-- WHAT IS NEEDED --
Could you copy out every one of the entries below word for word, leaving the pictures out?

(Data entries)
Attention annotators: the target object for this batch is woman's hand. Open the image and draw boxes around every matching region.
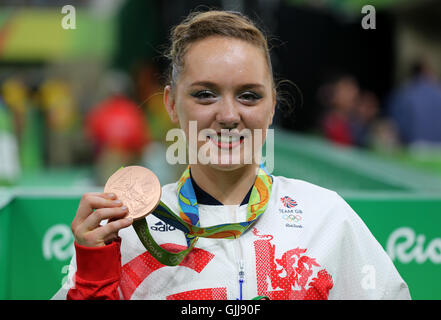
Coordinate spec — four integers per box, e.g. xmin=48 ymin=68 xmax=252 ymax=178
xmin=71 ymin=193 xmax=133 ymax=247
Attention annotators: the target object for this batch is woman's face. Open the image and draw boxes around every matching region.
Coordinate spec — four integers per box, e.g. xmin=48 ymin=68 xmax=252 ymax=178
xmin=164 ymin=37 xmax=276 ymax=170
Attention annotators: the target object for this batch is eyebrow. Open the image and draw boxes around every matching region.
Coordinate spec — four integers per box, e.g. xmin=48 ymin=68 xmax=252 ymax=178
xmin=190 ymin=81 xmax=264 ymax=90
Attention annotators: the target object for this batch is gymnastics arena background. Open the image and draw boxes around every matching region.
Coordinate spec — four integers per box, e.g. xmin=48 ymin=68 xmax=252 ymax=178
xmin=0 ymin=0 xmax=441 ymax=300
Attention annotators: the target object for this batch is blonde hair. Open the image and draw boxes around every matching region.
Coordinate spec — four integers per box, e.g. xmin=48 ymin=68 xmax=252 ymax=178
xmin=165 ymin=10 xmax=275 ymax=87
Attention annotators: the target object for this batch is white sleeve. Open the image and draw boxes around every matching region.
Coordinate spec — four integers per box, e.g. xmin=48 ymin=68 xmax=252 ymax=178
xmin=51 ymin=252 xmax=77 ymax=300
xmin=329 ymin=196 xmax=411 ymax=300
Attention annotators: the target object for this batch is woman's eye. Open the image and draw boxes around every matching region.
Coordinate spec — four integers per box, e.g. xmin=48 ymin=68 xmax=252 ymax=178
xmin=239 ymin=92 xmax=262 ymax=103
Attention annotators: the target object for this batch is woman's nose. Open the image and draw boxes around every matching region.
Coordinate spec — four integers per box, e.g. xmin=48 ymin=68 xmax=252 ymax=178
xmin=216 ymin=99 xmax=240 ymax=128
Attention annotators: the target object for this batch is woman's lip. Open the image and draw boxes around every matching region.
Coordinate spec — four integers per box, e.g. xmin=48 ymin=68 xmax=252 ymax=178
xmin=207 ymin=136 xmax=244 ymax=149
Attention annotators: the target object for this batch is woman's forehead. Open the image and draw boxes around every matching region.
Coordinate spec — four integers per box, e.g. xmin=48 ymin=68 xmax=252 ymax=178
xmin=181 ymin=37 xmax=271 ymax=84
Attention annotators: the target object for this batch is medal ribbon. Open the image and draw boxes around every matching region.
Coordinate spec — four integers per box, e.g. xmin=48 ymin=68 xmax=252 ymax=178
xmin=133 ymin=164 xmax=273 ymax=266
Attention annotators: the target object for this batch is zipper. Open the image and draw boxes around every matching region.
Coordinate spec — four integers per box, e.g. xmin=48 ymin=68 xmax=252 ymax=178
xmin=235 ymin=206 xmax=245 ymax=300
xmin=236 ymin=259 xmax=245 ymax=300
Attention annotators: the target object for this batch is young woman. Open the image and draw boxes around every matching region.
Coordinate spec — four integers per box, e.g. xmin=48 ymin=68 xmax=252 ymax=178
xmin=54 ymin=11 xmax=410 ymax=300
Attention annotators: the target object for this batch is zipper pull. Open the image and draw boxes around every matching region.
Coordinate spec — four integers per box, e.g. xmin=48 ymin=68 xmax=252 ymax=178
xmin=236 ymin=260 xmax=245 ymax=300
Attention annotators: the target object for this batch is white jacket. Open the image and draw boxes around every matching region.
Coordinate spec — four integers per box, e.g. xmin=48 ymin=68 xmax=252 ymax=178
xmin=53 ymin=176 xmax=410 ymax=300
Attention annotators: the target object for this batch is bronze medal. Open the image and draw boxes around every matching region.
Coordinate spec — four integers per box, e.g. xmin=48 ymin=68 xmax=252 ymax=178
xmin=104 ymin=166 xmax=161 ymax=220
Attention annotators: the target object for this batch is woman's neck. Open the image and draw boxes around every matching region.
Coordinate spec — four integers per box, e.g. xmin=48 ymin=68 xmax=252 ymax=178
xmin=191 ymin=164 xmax=259 ymax=205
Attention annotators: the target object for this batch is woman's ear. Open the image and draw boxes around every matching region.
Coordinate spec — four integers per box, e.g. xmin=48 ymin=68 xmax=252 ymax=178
xmin=268 ymin=89 xmax=277 ymax=126
xmin=164 ymin=85 xmax=179 ymax=124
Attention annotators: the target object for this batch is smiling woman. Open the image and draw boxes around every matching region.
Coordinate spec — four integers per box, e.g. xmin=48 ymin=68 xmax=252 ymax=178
xmin=55 ymin=11 xmax=410 ymax=300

-- REPLY TO THE TASK --
Attention annotators: the target object for this batch is woman's hand. Open the image and draw boxes around every matching region.
Coordinate spec — four integers per box, e.g. xmin=48 ymin=68 xmax=252 ymax=178
xmin=71 ymin=193 xmax=133 ymax=247
Attention annotators: the target object for this batch is woman's face. Open the image and draw boxes around every matching region.
Coordinate spec — four integers per box, e.g. xmin=48 ymin=68 xmax=252 ymax=178
xmin=164 ymin=37 xmax=276 ymax=170
Attention annotators: the target object for this batch is eyebrow. Open the image and draw boxes around every matching region.
Coordinate spec — four integers per box, e.g. xmin=48 ymin=68 xmax=252 ymax=178
xmin=190 ymin=81 xmax=264 ymax=90
Attention annotators: the target object for this batch is gymnastics arena background. Open the image and draw boxes around every matching region.
Coordinate spec — four integers per box, e.g. xmin=48 ymin=68 xmax=252 ymax=178
xmin=0 ymin=0 xmax=441 ymax=300
Attention annotators: the target object for this batch is blonde hair. Open the image and draw boxes around every matching region.
Coordinate spec — four integers per box, e.g. xmin=48 ymin=68 xmax=252 ymax=178
xmin=165 ymin=10 xmax=275 ymax=87
Attention annotators: the target object for this batch is white sleeve. Open the image and draw boxes around every matching region.
Coordinate spec — four integers per box, e.g. xmin=48 ymin=68 xmax=252 ymax=178
xmin=51 ymin=252 xmax=77 ymax=300
xmin=329 ymin=196 xmax=411 ymax=300
Attention annotators: the target object for this batch is woman's eye. Open the image and draw boxes around every matching region.
Coordinate spec — four integers per box, e.g. xmin=48 ymin=68 xmax=252 ymax=178
xmin=239 ymin=92 xmax=262 ymax=103
Attention annotators: the target object for this batch is woman's nose. Open the image and draw boxes around every matching region.
Coordinate spec — four integers per box, e.g. xmin=48 ymin=68 xmax=252 ymax=178
xmin=216 ymin=99 xmax=240 ymax=128
Attention annotators: the target object for this batch is woman's lip. Open the image and draw boxes around every matching region.
Coordinate spec — four integers per box, e.g. xmin=48 ymin=68 xmax=252 ymax=178
xmin=207 ymin=136 xmax=244 ymax=149
Attention annotators: the target object for this batch is woman's forehead. Open the image and draw boxes around every matching region.
Coordinate spec — four integers per box, e.g. xmin=48 ymin=68 xmax=252 ymax=178
xmin=181 ymin=37 xmax=271 ymax=84
Attention annotators: the target object for this batch is medal ribbon. Open the image and draw boxes around every matching region.
Coordinate spec — four integers per box, e.g. xmin=48 ymin=68 xmax=252 ymax=178
xmin=133 ymin=164 xmax=273 ymax=266
Attention annotators: the target object for this batch is zipper. Open the image and draw boxes around every matching region.
Coordinate spec — four integers per box, e.g. xmin=48 ymin=68 xmax=252 ymax=178
xmin=235 ymin=206 xmax=245 ymax=300
xmin=236 ymin=259 xmax=245 ymax=300
Attention annotators: the target object for this batch is young woman. Open the image and draw boxes around every matching region.
Coordinate spec — four integers per box, e.g. xmin=48 ymin=68 xmax=252 ymax=178
xmin=54 ymin=11 xmax=410 ymax=300
Attention annotators: the target object for this batch is zipper pull. Open the image and draw boxes around every matching region.
Coordinate spec — four integers per box, e.g. xmin=48 ymin=68 xmax=252 ymax=178
xmin=236 ymin=260 xmax=245 ymax=300
Attention annotators: the target object for this batch is white jacket. Open the image and draw boxes around every matching region.
Coordinate spec — four integers per box, e.g. xmin=48 ymin=68 xmax=252 ymax=178
xmin=53 ymin=176 xmax=410 ymax=300
Attention annotators: the target object for this batch is bronze medal. Open the image and draw boxes around every matching region.
Coordinate spec — four integers per box, e.g. xmin=48 ymin=68 xmax=252 ymax=178
xmin=104 ymin=166 xmax=161 ymax=220
Attention annotators: the target object for this batch is woman's neck. Open the image and draw boxes around every matching region.
Coordinate spec — four integers per box, e.g. xmin=48 ymin=68 xmax=252 ymax=178
xmin=191 ymin=164 xmax=259 ymax=205
Attention annotators: the target object for this batch is woman's ear. Open the image and draw boxes around every matching region.
Coordinate spec — four integers per box, e.g. xmin=48 ymin=68 xmax=252 ymax=178
xmin=268 ymin=89 xmax=277 ymax=126
xmin=164 ymin=85 xmax=179 ymax=124
Attention annotators: the target object for this batch is smiling woman. Open the image and draw boxes around every matching region.
Coordinate spec — four integers per box, e.g. xmin=48 ymin=68 xmax=252 ymax=178
xmin=55 ymin=11 xmax=410 ymax=300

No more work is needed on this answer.